■ Written task
Quote precisely the final stretch of the listing: start at the line containing "of the eyeglasses" and stop after the last line.

■ Data to use
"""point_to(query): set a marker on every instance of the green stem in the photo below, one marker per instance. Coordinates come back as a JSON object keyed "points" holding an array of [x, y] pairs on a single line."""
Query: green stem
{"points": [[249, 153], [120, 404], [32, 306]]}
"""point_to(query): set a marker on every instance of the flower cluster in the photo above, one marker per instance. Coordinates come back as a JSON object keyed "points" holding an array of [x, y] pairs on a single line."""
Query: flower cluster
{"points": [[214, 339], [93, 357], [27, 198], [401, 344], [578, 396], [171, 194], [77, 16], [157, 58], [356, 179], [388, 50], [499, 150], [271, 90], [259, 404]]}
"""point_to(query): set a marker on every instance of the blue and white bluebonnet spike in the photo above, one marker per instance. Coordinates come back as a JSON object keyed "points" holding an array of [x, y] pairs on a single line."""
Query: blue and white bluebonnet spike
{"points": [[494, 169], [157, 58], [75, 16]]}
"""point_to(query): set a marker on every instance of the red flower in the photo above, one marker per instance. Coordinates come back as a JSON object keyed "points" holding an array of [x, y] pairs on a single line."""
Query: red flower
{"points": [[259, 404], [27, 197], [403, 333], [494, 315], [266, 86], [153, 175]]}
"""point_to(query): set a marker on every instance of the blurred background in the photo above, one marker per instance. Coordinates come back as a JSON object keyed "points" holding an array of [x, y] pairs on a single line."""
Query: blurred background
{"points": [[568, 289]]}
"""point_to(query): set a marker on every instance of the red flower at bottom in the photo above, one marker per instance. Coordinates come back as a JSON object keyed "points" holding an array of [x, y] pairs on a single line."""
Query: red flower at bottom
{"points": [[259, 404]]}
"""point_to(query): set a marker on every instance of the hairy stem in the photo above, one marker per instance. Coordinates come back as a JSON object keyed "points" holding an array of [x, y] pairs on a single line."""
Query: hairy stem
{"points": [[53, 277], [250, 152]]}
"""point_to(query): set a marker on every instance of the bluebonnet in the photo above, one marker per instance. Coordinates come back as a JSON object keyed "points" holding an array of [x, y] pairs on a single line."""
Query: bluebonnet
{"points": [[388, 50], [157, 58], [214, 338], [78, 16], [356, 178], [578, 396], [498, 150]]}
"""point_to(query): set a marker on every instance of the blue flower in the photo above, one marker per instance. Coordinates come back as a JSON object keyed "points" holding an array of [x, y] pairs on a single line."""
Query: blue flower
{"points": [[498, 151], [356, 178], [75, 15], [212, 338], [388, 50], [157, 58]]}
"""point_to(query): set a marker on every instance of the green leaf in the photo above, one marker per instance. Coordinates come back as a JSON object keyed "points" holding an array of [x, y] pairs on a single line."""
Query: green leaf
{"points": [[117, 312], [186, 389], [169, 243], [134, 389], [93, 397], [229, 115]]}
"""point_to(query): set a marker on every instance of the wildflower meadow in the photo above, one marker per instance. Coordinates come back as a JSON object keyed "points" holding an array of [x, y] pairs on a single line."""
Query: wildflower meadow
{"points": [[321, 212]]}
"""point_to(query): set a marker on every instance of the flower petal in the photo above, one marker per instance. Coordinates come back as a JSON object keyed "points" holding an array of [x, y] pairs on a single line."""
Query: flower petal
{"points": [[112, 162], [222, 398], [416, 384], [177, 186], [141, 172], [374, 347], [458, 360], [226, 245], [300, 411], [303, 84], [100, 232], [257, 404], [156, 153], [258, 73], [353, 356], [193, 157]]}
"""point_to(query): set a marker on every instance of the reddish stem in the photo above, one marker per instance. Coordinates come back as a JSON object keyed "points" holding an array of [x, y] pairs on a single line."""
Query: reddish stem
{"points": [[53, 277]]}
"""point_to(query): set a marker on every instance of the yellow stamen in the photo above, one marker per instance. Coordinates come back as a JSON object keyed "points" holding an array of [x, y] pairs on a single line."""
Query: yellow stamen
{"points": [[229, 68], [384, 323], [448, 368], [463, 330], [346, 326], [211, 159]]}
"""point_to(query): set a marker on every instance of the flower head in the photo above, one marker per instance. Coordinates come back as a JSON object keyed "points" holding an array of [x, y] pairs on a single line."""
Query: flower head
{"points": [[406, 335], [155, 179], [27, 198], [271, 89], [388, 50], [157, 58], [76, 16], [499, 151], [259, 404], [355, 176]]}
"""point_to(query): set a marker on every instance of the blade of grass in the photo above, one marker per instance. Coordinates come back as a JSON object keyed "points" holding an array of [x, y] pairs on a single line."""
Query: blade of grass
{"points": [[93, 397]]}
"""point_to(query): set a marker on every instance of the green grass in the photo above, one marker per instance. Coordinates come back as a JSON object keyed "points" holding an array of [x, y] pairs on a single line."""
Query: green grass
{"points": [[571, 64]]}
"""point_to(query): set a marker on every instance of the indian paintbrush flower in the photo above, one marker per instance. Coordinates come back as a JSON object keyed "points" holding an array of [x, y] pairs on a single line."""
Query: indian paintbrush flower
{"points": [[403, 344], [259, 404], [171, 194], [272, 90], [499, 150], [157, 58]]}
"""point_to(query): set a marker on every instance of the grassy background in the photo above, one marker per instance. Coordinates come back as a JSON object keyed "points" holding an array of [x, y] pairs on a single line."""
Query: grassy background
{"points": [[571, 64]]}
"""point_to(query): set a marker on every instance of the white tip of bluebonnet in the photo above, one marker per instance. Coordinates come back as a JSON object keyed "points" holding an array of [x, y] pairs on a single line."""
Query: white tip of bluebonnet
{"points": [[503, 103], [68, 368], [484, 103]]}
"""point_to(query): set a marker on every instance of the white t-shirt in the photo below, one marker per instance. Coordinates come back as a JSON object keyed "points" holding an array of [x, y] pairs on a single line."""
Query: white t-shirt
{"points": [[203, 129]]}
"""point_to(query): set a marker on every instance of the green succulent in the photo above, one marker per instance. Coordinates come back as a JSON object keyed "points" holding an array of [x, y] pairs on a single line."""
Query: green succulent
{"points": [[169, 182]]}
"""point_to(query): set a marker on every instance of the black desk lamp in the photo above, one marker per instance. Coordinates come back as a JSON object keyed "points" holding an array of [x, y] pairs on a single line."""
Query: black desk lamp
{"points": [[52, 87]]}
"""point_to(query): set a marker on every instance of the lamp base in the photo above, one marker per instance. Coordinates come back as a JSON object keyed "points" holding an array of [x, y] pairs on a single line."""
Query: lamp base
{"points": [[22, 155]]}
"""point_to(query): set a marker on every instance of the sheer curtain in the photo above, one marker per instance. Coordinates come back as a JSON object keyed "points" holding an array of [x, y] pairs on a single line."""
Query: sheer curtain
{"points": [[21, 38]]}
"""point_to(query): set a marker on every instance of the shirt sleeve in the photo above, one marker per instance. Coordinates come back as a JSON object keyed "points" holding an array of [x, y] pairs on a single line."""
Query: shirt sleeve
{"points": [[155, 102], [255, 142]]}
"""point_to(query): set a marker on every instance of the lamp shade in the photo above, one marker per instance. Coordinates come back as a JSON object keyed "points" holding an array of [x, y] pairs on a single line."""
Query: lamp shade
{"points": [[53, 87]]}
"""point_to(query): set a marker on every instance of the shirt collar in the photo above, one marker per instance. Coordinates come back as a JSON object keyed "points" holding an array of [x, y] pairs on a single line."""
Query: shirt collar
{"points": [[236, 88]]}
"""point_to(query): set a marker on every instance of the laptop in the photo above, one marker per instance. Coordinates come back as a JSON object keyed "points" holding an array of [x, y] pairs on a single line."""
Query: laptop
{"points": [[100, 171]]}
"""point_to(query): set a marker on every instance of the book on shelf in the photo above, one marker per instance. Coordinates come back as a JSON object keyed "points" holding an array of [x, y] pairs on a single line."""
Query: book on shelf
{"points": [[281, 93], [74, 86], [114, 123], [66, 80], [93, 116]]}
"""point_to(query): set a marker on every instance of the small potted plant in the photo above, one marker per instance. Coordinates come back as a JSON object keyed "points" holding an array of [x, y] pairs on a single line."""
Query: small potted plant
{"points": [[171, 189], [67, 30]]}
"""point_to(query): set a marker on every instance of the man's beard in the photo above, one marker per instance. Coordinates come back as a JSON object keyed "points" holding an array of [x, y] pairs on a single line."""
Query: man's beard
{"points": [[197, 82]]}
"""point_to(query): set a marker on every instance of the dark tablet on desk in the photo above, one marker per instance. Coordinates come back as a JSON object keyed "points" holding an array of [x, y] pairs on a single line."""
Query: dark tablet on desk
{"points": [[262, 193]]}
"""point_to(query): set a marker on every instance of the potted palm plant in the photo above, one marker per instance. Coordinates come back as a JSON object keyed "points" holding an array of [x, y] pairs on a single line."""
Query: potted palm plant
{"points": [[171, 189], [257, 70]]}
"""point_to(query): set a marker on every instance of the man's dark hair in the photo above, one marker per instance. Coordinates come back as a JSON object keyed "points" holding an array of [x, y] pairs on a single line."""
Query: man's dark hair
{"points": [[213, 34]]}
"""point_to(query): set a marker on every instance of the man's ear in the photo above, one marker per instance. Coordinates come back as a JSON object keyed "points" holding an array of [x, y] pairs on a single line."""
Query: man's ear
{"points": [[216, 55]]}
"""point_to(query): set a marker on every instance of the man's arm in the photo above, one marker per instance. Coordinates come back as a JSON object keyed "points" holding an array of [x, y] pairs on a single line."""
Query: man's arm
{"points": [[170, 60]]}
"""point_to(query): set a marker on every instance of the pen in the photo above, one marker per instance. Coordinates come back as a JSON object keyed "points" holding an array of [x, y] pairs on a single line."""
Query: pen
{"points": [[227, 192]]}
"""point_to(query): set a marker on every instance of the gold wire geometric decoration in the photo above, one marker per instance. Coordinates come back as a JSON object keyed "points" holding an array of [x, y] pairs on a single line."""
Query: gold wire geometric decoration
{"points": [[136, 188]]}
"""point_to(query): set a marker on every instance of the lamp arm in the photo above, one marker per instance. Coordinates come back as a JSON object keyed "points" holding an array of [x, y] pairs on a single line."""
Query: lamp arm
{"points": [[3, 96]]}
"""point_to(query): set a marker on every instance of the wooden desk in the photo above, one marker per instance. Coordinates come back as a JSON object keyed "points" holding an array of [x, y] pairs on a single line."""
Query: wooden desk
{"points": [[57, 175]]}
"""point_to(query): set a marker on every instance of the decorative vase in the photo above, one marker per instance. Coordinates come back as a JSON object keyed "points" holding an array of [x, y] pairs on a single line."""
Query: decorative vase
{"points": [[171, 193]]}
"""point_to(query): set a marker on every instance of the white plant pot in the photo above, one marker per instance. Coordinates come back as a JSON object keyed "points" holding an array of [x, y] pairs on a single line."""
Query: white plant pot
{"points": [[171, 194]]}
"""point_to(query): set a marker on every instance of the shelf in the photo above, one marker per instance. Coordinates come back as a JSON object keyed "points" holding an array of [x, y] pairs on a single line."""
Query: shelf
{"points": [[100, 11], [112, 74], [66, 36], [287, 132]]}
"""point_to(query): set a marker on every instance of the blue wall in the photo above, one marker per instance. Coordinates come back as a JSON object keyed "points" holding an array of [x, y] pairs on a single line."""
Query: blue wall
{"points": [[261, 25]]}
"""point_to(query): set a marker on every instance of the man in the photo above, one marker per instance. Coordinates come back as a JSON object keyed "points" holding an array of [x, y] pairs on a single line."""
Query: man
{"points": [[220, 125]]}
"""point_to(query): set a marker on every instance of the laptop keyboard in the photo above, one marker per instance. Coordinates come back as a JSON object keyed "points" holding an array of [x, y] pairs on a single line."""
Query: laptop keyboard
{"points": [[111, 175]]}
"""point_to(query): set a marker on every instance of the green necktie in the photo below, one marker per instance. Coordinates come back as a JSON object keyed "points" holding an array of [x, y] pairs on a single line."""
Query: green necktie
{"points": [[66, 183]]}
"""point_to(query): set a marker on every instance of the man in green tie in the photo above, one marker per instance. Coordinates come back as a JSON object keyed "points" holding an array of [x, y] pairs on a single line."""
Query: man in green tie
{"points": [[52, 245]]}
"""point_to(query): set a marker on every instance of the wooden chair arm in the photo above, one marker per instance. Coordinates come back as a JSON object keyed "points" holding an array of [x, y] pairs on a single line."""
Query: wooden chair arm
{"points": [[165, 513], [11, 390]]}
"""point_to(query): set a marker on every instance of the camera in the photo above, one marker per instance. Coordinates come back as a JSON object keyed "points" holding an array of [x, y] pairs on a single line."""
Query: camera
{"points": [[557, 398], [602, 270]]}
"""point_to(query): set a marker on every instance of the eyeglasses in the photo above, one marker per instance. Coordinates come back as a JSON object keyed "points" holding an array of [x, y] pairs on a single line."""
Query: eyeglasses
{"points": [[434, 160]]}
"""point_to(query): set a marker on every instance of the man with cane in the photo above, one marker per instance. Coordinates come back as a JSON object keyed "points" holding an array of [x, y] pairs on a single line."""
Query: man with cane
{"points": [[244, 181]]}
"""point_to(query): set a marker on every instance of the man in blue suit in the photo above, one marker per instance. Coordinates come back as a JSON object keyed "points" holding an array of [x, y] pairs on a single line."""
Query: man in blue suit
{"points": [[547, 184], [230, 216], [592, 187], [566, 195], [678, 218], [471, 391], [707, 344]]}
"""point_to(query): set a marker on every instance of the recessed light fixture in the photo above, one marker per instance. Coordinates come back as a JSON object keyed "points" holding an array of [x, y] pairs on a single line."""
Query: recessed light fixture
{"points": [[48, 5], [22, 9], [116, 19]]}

■ Response to the exercise
"""point_to(query): set a marker on every instance of the eyeglasses in the photo above, one marker per instance. Coordinates come back as a JSON object keyed "points" holding an array of [x, y] pairs on a single line."""
Query: eyeglasses
{"points": [[434, 160]]}
"""point_to(query): set a marker on every instance of the man with cane in the photo above, one marker per instance. Coordinates come back as a JSON object keyed "points" holding an array of [x, y] pairs on a single line."""
Query: man with cane
{"points": [[244, 181]]}
"""point_to(query): set a marker on every instance of the man in blue suit in the photo above, one marker per instance. Coordinates come back as a JSON object keyed "points" holding an array of [x, y] pairs on a single line."""
Query: man in blue suit
{"points": [[547, 184], [230, 216], [592, 187], [566, 195], [678, 218], [471, 391], [707, 344]]}
"""point_to(query): set a marker on every instance of the recessed light fixture in the photo above, one marker per instance. Coordinates come back as a JSON object keyed "points" holding an array of [x, y] pairs on a single line."""
Query: recessed light fixture
{"points": [[48, 5], [22, 9], [116, 19]]}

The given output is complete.